Excerpted passage -
Yes, and even the value of the "excl" parameter is redundant, since it defines
the default value. I think this code structure more clearly reflects the meaning
of the parameter.

> 
> > +		else {
> > +			ti->error = "Invalid exclusive option";
> > +			return -EINVAL;
> > +		}
> > +	}
> > +
> > +	ret = dm_get_device(ti, argv[0], mode, &lc->dev);
> 
> Where is mode initialized ? Why remove dm_table_get_mode(ti->table) ?

Yes. It`s a bug. In this plaсe should be dm_table_get_mode().

> 
> >  	if (ret) {
> >  		ti->error = "Device lookup failed";
> >  		goto bad;
> 
> I would prefer to see this change to dm-linear in its own patch, following this
> one, with a clear explanation in the commit message how this change relates to
> interposer since the explanation for this "exclusive" change is nowhere to be
> seen. Also please check if there is a file describing dm-linear options under
> Documentation/ (I can't remember if there is one). If there is one, it will need
> to be updated too.

It's a good idea.

> 
> > diff --git a/drivers/md/dm-table.c b/drivers/md/dm-table.c
> > index 4acf2342f7ad..f15bc2171f25 100644
> > --- a/drivers/md/dm-table.c
> > +++ b/drivers/md/dm-table.c
> > @@ -322,7 +322,7 @@ static int device_area_is_invalid(struct dm_target *ti, struct dm_dev *dev,
> >   * device and not to touch the existing bdev field in case
> >   * it is accessed concurrently.
> >   */
> > -static int upgrade_mode(struct dm_dev_internal *dd, fmode_t new_mode,
> > +static int upgrade_mode(struct dm_dev_internal *dd, fmode_t new_mode, bool non_exclusive,
> >  			struct mapped_device *md)
> >  {
> >  	int r;
> > @@ -330,7 +330,7 @@ static int upgrade_mode(struct dm_dev_internal *dd, fmode_t new_mode,
> >  
> >  	old_dev = dd->dm_dev;
> >  
> > -	r = dm_get_table_device(md, dd->dm_dev->bdev->bd_dev,
> > +	r = dm_get_table_device(md, dd->dm_dev->bdev->bd_dev, non_exclusive,
> >  				dd->dm_dev->mode | new_mode, &new_dev);
> >  	if (r)
> >  		return r;
> > @@ -387,7 +387,8 @@ int dm_get_device(struct dm_target *ti, const char *path, fmode_t mode,
> >  		if (!dd)

Tasks to carry out -
1. Which lines in the entries contain the string "pillow"? Extract each one, treating case as significant.
2. Continue the device-mapper patch review from the last line shown.

Extracted material -
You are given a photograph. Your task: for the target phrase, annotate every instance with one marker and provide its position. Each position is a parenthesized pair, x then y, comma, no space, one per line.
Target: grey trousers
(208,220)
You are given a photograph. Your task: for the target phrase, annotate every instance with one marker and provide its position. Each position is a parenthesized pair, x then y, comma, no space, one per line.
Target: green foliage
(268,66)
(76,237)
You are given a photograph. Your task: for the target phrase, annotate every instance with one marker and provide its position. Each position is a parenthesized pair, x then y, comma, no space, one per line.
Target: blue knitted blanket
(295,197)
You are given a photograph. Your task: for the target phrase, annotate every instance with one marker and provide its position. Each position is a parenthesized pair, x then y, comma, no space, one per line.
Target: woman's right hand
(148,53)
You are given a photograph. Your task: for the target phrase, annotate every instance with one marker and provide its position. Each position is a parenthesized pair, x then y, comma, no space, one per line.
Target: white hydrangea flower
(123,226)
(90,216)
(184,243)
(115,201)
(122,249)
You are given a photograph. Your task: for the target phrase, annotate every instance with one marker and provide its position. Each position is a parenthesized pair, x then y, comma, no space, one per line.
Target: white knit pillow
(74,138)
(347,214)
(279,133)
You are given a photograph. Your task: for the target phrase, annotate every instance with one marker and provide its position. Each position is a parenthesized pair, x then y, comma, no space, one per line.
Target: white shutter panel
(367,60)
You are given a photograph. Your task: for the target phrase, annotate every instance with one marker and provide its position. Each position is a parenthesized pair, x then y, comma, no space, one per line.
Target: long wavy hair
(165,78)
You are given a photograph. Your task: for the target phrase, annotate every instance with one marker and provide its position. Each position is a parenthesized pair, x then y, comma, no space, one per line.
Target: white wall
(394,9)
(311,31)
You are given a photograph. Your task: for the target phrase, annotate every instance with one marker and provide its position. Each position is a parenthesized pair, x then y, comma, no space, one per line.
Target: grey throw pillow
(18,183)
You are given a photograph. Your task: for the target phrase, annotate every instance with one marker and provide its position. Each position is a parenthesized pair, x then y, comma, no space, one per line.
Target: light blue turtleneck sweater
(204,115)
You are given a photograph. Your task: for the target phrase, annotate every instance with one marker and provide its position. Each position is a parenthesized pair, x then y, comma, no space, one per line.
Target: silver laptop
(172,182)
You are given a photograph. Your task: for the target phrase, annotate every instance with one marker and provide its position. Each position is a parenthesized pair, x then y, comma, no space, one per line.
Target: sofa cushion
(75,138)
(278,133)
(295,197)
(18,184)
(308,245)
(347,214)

Answer set -
1.
Target: white knit pillow
Target: grey throw pillow

2.
> >  			return -ENOMEM;
> >  
> > -		if ((r = dm_get_table_device(t->md, dev, mode, &dd->dm_dev))) {
> > +		r = dm_get_table_device(t->md, dev, mode, ti->non_exclusive, &dd->dm_dev);
> > +		if (r) {
> >  			kfree(dd);
> >  			return r;
> >  		}
> > @@ -396,8 +397,9 @@ int dm_get_device(struct dm_target *ti, const char *path, fmode_t mode,
> >  		list_add(&dd->list, &t->devices);
> >  		goto out;
> >  
> > -	} else if (dd->dm_dev->mode != (mode | dd->dm_dev->mode)) {
> > -		r = upgrade_mode(dd, mode, t->md);
> > +	} else if ((dd->dm_dev->mode != (mode | dd->dm_dev->mode)) &&
> > +		   (dd->dm_dev->non_exclusive != ti->non_exclusive)) {
> > +		r = upgrade_mode(dd, mode, ti->non_exclusive, t->md);
> >  		if (r)
> >  			return r;
> >  	}
> > diff --git a/drivers/md/dm.c b/drivers/md/dm.c
> > index 7bac564f3faa..3b871d98b7b6 100644
> > --- a/drivers/md/dm.c
> > +++ b/drivers/md/dm.c
> > @@ -28,6 +28,7 @@
> >  #include <linux/refcount.h>
> >  #include <linux/part_stat.h>
> >  #include <linux/blk-crypto.h>
> > +#include <linux/interval_tree_generic.h>
> >  
> >  #define DM_MSG_PREFIX "core"
> >  
> > @@ -56,6 +57,8 @@ static struct workqueue_struct *deferred_remove_workqueue;
> >  atomic_t dm_global_event_nr = ATOMIC_INIT(0);
> >  DECLARE_WAIT_QUEUE_HEAD(dm_global_eventq);
> >  
> > +static DEFINE_MUTEX(interposer_mutex); /* synchronizing access to blk_interposer */
> 
> Why not dm_interposer_mutex as the name ? And the comment is not very useful: a
> mutex is always for synchronizing :)

Right. I'll do it.

> 
> > +
> >  void dm_issue_global_event(void)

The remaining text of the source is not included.